# [Your goal]
Exact copies of all the lines below are wanted, without a single picture.

Saved entries
---

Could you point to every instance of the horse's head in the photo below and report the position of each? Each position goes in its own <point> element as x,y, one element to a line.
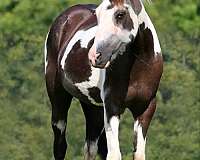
<point>117,26</point>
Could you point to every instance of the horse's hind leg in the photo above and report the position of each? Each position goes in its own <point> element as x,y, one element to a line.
<point>95,134</point>
<point>141,126</point>
<point>60,101</point>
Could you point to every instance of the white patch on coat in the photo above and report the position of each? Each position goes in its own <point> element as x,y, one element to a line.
<point>143,17</point>
<point>61,124</point>
<point>94,81</point>
<point>141,142</point>
<point>112,133</point>
<point>45,54</point>
<point>90,150</point>
<point>84,36</point>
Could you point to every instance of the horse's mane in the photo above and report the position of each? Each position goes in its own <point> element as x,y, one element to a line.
<point>118,2</point>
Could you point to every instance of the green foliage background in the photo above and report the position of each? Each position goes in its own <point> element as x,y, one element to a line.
<point>25,132</point>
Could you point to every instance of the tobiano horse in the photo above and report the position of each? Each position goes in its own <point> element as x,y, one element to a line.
<point>109,58</point>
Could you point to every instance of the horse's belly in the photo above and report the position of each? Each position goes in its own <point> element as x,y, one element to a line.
<point>87,90</point>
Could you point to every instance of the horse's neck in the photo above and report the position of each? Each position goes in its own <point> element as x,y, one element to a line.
<point>144,19</point>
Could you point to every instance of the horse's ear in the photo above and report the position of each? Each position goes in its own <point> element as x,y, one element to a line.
<point>137,6</point>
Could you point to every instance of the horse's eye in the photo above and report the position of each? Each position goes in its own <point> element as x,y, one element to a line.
<point>110,6</point>
<point>119,15</point>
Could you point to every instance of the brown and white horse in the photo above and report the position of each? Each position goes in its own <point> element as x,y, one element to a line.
<point>109,58</point>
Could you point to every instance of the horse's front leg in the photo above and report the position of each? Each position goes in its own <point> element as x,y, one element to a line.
<point>141,126</point>
<point>111,121</point>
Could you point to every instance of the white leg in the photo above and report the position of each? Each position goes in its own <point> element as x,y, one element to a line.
<point>90,150</point>
<point>141,141</point>
<point>111,129</point>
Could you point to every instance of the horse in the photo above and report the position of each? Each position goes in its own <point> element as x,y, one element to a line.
<point>109,58</point>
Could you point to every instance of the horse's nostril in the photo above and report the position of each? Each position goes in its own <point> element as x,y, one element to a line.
<point>98,56</point>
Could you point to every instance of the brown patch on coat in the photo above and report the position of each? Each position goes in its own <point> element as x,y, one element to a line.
<point>137,6</point>
<point>94,92</point>
<point>77,64</point>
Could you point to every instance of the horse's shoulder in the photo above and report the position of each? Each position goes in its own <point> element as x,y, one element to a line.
<point>69,22</point>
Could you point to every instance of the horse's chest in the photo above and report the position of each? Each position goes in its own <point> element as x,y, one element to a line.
<point>86,89</point>
<point>79,78</point>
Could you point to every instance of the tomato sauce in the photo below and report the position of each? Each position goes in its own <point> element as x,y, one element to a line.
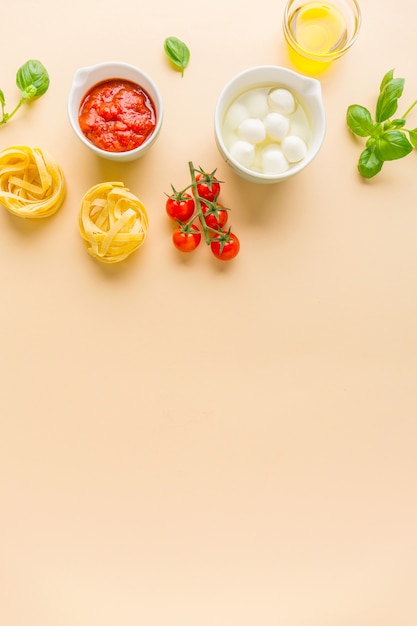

---

# [Solution below]
Could you point to every instance of the horse's head in the photo below and report the position of each? Each position goes in its own <point> element as x,y, one element to a line.
<point>117,26</point>
Could you point to every instance of the horse's hind leg in the photo above and report the position of each? Each position goes in its own <point> element as x,y, one element to a line.
<point>95,134</point>
<point>141,126</point>
<point>60,101</point>
Could you point to every instance of the white patch on coat in the photo above and report the position of each? Each position goes in its own <point> element as x,y, one element to a line.
<point>143,17</point>
<point>61,124</point>
<point>94,81</point>
<point>141,142</point>
<point>112,133</point>
<point>45,54</point>
<point>90,150</point>
<point>84,36</point>
Could you point to every instance of the horse's mane in the photo above and report the position of each? Each position goes in its own <point> element as x,y, one element to a line.
<point>118,2</point>
Could you point to every instance of the green foliage background in the photo above and report the position of each? Each position goes in its own <point> element as x,y, one element to a line.
<point>25,132</point>
Could you point to every instance of the tobiano horse in the photo above and report the position of each? Each position goes in its own <point> element as x,y, one element to a line.
<point>109,58</point>
Could you point to every instance of the horse's belly in the photo above and report the position of each? Each position goes in its own <point> element as x,y, one element to a line.
<point>87,90</point>
Could you point to every instance of the horse's neck in the photo above and report the position of each? Each position goes in its own <point> element as x,y, one element to a line.
<point>144,19</point>
Could you point to every instance of the horse's ear in the photo above and report the position of each? Each position goes in its own <point> element as x,y, one element to a line.
<point>137,6</point>
Could you point to every instance of the horse's eye in the photo above and report the position of each? Each position goes in its own <point> element as x,y, one element to a line.
<point>110,6</point>
<point>119,15</point>
Could you point to every instance of the brown and white horse in the photo above and report the position of each? Each position goes in its own <point> element as x,y, one element to a line.
<point>109,58</point>
Could you point to every instance of the horse's front leg in the photo above and report the position of each? Each position goes in its own <point> element as x,y, one element to a line.
<point>141,126</point>
<point>111,121</point>
Could you point to every instance of the white leg in the photo above and report the position of each? Each position goes in its own <point> element as x,y, one element to a line.
<point>90,150</point>
<point>141,141</point>
<point>111,129</point>
Could you point to every instance of the horse in the photo above and report the position of each? Each position goes in its own <point> element as x,y, one element to a line.
<point>109,58</point>
Could you point to every instance of the horse's nostril in the photo above and report the position of each? Each position goes in its own <point> element as x,y, one element to a line.
<point>98,56</point>
Could you point to every instance of the brown patch on coat in the photo above and report the position of each? Each position goes in its own <point> element as x,y, one element to a line.
<point>137,6</point>
<point>94,92</point>
<point>77,64</point>
Could you point to every instance of the horse's shoulder in the photo above and report the position of each? Each position goes in its own <point> element as x,y, one element to a line.
<point>69,22</point>
Could you point to every instance of the horse's chest in the photo above and report the position of each? Each position goes in its own <point> element as x,y, one element to a line.
<point>86,89</point>
<point>79,78</point>
Could you point to every instance of the tomato sauce in the photo below and report the position of each? Each position goes in its own <point> element as x,y, one element to a line.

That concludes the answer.